__What to work on__.
(a) Summarize the passage on Harris's performing work in two sentences.
(b) Carry on the passage about Harris's performing work, picking up after its final sentence.

__Text section__.
Harris can be seen as the lead singer of Jason Moran’s Fats Waller Dance Party. Notable live performances with the Fats Waller Dance party include the Newport Jazz Festival’s Fort Stage, Monterey Jazz Festival, Montreux Jazz Festival, Chicago Jazz Festival, Sarejevo Jazz Festival, Nice Jazz Festival, International Festival of Jazz Montreal, Spoleto Jazz Festival, and the Playboy Jazz Festival.

Harris is a featured vocalist on the album All Rise: A Joyful Elegy to Fats Waller by Jason Moran, produced by Meshell N’degeocello and Don Was, on Blue Note Records.

Harris performs as Orkney Woman and six other additional characters in the world premiere of The Nubian Word for Flowers- a phantom opera written by Pauline Oliveros and Ione. This world premiere took place at Roulette Intermedium in Brooklyn, New York and was produced by the International Contemporary Ensemble.

__Source material__.
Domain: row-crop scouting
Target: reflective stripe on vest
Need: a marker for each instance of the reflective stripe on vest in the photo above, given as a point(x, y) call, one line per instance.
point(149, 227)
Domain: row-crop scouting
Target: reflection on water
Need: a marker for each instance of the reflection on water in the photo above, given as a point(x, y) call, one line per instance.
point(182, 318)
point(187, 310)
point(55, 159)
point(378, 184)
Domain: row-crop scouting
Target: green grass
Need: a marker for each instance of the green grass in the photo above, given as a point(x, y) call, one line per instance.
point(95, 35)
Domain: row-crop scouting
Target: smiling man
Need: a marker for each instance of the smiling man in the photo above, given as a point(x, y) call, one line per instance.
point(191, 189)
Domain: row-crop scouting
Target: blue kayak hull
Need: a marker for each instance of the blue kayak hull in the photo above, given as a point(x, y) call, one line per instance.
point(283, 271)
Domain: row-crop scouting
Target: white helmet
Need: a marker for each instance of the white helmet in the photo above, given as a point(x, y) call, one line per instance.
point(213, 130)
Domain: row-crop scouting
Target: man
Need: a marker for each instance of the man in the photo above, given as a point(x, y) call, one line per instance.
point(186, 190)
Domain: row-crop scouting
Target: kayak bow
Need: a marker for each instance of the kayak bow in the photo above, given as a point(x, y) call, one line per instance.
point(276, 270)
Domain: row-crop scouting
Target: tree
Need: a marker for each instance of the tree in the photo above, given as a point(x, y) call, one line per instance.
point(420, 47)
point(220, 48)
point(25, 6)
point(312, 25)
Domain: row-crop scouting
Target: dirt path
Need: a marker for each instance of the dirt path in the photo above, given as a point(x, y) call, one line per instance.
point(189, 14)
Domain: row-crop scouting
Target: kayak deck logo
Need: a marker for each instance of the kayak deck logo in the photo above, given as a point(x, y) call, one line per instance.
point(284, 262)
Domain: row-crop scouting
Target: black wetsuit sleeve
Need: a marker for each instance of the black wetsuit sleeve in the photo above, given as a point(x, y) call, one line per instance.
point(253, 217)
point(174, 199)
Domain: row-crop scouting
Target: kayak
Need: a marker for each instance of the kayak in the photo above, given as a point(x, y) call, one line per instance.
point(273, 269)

__Answers by task__.
(a) Harris is the lead singer of Jason Moran's Fats Waller Dance Party, has performed with the group at festivals including Newport, Monterey, and Montreux, and is a featured vocalist on Moran's Blue Note album All Rise: A Joyful Elegy to Fats Waller. Harris also played Orkney Woman and six other characters in the world premiere of The Nubian Word for Flowers, a phantom opera by Pauline Oliveros and Ione that the International Contemporary Ensemble produced at Roulette Intermedium in Brooklyn.

(b)
Harris and her production company Studio Enertia, petitioned for the City of Houston to proclaim May 30, 2019 as Pauline Oliveros Day. To commemorate the occasion, Harris produced the inaugural Pauline Oliveros Day on May 25, 2019 at Discovery Green, Houston.

== Fellowships and awards ==

- Guggenheim Fellowship, 2022
- Houston Regional Affiliated Fellowship - American Academy in Rome, 2021-2022
- Dorothea Tanning Award for Music/Sound - Foundation for Contemporary Arts, 2021
- Texas Vignette Artist Grant, 2021
- Monroe Fellowship Research Grant, New Orleans Center for the Gulf South at Tulane University
- ABGMA Contemporary 2022 Award

== Discography ==
- Jason Moran, All Rise: A Joyful Elegy for Fats Waller (Blue Note, 2014)
- Lisa E. Harris, Cry of the Third Eye - Original Soundtrack (Studio Enertia, 2015)
- Lisa E. Harris and Nicole Mitchell, EarthSeed (FPE, 2020)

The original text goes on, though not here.